** begin RECORDED INFORMATION **
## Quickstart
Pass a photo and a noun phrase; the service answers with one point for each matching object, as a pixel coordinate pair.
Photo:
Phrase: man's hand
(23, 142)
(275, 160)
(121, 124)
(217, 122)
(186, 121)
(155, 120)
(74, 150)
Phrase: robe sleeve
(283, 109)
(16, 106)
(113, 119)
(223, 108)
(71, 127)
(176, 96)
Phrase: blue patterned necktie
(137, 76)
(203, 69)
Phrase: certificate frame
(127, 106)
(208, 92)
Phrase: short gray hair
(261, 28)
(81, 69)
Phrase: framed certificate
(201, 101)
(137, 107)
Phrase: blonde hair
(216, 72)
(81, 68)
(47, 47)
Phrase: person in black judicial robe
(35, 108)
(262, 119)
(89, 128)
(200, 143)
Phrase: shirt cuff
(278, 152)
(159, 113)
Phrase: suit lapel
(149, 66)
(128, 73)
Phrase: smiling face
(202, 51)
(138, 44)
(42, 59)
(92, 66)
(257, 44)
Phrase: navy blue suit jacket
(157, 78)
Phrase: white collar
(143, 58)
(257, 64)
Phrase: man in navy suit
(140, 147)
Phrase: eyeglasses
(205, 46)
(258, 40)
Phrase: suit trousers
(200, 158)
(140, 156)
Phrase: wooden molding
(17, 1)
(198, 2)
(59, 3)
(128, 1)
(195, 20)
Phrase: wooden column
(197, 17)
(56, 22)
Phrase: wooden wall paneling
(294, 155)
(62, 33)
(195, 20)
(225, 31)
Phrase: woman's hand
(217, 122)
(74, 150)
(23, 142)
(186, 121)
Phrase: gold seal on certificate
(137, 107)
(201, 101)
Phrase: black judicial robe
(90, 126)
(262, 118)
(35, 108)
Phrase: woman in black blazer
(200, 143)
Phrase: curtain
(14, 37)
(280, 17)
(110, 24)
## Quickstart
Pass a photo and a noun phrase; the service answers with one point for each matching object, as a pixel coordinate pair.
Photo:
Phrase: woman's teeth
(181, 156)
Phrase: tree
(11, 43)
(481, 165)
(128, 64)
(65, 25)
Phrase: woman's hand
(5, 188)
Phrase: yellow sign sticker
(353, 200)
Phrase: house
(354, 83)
** end RECORDED INFORMATION **
# OBJECTIVE
Reproduce every row above word for word, in the same order and with the same line breaks.

# EXERCISE RESULT
## Quickstart
Pass a photo and a noun phrase; the service answers with one point for each matching object, as a pixel coordinate pair.
Photo:
Phrase: man's hand
(23, 142)
(275, 160)
(121, 124)
(217, 122)
(186, 121)
(155, 120)
(74, 150)
Phrase: robe sleeve
(283, 109)
(16, 106)
(113, 119)
(223, 108)
(71, 127)
(176, 96)
Phrase: blue patterned necktie
(137, 76)
(203, 69)
Phrase: certificate frame
(127, 106)
(208, 92)
Phrase: short gray hair
(261, 28)
(81, 69)
Phrase: framed certificate
(201, 101)
(137, 107)
Phrase: blonde hair
(216, 72)
(81, 68)
(47, 47)
Phrase: person in black judicial robe
(35, 108)
(262, 119)
(89, 128)
(200, 143)
Phrase: shirt cuff
(278, 152)
(159, 113)
Phrase: suit lapel
(149, 66)
(128, 73)
Phrase: smiling face
(202, 51)
(138, 44)
(42, 59)
(92, 66)
(257, 44)
Phrase: navy blue suit jacket
(157, 78)
Phrase: white collar
(143, 58)
(257, 64)
Phrase: man in navy suit
(140, 147)
Phrase: eyeglasses
(205, 46)
(258, 40)
Phrase: suit trousers
(200, 158)
(140, 156)
Phrase: wooden molding
(17, 1)
(198, 2)
(59, 3)
(128, 1)
(195, 20)
Phrase: wooden column
(197, 17)
(56, 22)
Phrase: wooden wall paneling
(294, 155)
(62, 33)
(195, 20)
(225, 31)
Phrase: woman's hand
(217, 122)
(74, 150)
(23, 142)
(186, 121)
Phrase: gold seal on certificate
(137, 107)
(201, 101)
Phrase: black judicial robe
(90, 126)
(262, 118)
(35, 108)
Phrase: woman in black blazer
(200, 143)
Phrase: curtain
(14, 37)
(280, 17)
(110, 24)
## Quickstart
Pass a photo and a noun phrase; the service answers with one point for each matching object, as a pixel coordinate pair.
Photo:
Phrase: woman's teeth
(181, 156)
Phrase: tree
(11, 43)
(481, 165)
(128, 64)
(65, 25)
Phrase: woman's hand
(5, 188)
Phrase: yellow sign sticker
(353, 200)
Phrase: house
(354, 83)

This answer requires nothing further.